→ Records for the exercise
============================================================
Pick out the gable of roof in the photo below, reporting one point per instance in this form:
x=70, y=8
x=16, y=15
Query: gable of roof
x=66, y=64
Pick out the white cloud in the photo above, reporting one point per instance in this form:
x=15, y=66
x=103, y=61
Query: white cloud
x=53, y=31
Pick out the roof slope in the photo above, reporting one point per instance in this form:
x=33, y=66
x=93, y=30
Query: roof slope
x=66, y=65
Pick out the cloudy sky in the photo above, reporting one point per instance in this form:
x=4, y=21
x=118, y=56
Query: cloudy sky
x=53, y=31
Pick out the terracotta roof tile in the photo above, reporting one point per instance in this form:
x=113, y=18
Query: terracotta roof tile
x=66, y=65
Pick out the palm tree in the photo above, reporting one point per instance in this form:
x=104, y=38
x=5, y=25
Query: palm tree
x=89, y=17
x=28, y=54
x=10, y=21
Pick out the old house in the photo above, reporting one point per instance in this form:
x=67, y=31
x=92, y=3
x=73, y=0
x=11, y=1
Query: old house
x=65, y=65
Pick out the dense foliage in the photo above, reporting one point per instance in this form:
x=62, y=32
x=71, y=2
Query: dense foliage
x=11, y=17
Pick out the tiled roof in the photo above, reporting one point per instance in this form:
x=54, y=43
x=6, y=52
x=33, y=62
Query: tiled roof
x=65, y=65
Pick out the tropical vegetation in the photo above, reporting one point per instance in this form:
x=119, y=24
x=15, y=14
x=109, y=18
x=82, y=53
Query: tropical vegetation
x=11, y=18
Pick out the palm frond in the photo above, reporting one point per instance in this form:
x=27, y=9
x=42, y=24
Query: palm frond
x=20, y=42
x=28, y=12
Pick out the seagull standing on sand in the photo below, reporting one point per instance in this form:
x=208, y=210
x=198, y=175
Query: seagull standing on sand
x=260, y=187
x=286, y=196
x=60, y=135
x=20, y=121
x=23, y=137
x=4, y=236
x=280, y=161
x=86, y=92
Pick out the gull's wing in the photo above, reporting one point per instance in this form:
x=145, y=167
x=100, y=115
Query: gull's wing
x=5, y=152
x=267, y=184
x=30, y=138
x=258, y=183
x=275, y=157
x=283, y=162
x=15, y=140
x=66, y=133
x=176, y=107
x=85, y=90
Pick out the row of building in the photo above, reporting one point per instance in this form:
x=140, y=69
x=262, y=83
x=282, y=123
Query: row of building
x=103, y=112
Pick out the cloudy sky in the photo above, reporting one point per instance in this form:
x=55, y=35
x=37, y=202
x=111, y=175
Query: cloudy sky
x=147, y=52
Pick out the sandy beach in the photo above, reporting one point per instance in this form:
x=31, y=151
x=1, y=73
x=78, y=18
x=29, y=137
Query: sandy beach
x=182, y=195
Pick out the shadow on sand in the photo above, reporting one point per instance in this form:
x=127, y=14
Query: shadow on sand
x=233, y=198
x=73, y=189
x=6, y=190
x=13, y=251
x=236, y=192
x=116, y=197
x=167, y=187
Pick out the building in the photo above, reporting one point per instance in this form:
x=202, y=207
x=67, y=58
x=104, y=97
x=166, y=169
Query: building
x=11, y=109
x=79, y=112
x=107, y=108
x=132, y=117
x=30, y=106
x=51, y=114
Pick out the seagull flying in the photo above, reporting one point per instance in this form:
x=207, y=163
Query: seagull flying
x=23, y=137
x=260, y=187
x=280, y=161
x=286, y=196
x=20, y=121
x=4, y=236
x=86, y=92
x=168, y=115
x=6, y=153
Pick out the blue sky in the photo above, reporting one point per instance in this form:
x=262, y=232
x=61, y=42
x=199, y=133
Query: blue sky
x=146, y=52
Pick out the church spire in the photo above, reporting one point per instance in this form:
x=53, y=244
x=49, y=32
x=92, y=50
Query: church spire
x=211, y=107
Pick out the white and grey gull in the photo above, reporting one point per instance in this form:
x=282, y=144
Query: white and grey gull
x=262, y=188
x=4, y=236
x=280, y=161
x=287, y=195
============================================================
Determine the number of lines in the preceding data that contain the word "below". Reply with that number only.

→ Task response
2